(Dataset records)
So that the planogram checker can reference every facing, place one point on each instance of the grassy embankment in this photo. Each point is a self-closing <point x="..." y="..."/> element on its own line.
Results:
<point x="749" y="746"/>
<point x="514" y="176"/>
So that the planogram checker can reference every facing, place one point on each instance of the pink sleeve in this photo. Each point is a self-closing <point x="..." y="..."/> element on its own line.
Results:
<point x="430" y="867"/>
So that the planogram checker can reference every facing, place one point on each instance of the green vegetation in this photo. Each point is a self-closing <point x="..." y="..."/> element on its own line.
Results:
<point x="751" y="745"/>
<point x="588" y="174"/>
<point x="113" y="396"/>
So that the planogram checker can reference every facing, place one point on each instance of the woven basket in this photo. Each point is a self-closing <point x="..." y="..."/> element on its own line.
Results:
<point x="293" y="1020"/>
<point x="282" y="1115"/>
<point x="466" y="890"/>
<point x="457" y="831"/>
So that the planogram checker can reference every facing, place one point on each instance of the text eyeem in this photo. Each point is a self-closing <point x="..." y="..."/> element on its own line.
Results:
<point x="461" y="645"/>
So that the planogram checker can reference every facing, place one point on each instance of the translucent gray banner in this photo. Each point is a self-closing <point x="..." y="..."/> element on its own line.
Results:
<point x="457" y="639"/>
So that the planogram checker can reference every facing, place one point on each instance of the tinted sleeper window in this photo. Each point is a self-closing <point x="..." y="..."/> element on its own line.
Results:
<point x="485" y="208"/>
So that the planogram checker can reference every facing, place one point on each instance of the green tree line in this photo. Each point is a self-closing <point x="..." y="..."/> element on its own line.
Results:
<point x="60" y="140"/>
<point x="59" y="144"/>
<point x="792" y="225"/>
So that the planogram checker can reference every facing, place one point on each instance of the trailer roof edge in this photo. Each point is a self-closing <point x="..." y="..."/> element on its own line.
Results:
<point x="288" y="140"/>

# DIRECTION
Please recast the records above as a numbered list, leaving out any blank lines.

# ANSWER TO THE EXERCISE
1. So that the planogram checker can reference every facing, place one point on each instance of the grassy embankment in this photo. Each point is a self-closing <point x="..." y="..."/> element on its own line.
2. Results:
3. <point x="749" y="746"/>
4. <point x="514" y="176"/>
5. So that the planogram checker can reference every facing, place one point on each instance of the pink sleeve in this photo. Each point is a self-closing <point x="..." y="..."/> element on its own line.
6. Results:
7. <point x="430" y="867"/>
8. So that the planogram checker can reference every facing, place one point on each instance of the green vegetation in this photo. Each point is a self-closing <point x="..." y="..."/> element on its own line.
9. Results:
10. <point x="751" y="745"/>
11. <point x="588" y="174"/>
12. <point x="113" y="396"/>
13. So that the planogram checker can reference every facing, place one point on each instance of the woven basket in this photo. Each point is a self-closing <point x="..." y="..."/> element on its own line.
14. Results:
15. <point x="293" y="1020"/>
16. <point x="282" y="1115"/>
17. <point x="466" y="890"/>
18. <point x="457" y="831"/>
19. So that the planogram checker can reference every facing, place one point on each instance of the text eyeem in this photo. Each point is a self-closing <point x="..." y="..."/> element on its own line.
20. Results:
21. <point x="461" y="645"/>
22. So that the planogram checker can reference every facing, place one point on each instance of the translucent gray banner in this photo. Each point is a self-closing <point x="..." y="..."/> element on its own line.
23. Results:
24. <point x="457" y="639"/>
25. So that the planogram checker can reference every facing, place one point on each instance of the tinted sleeper window in this photo. Each point is a self-closing <point x="..." y="..."/> element on its own line.
26. Results:
27. <point x="485" y="208"/>
28. So that the planogram checker can reference every facing, place one point on each instance of the green tree line in this photo. Each point is a self-closing <point x="..." y="..."/> element on its own line.
29. Results:
30. <point x="60" y="140"/>
31. <point x="59" y="144"/>
32. <point x="792" y="225"/>
33. So that the planogram checker can reference every facing, place one point on each instance of the trailer roof edge in this photo. Each point is a self-closing <point x="..." y="..."/> element on its own line.
34. Results:
35. <point x="288" y="140"/>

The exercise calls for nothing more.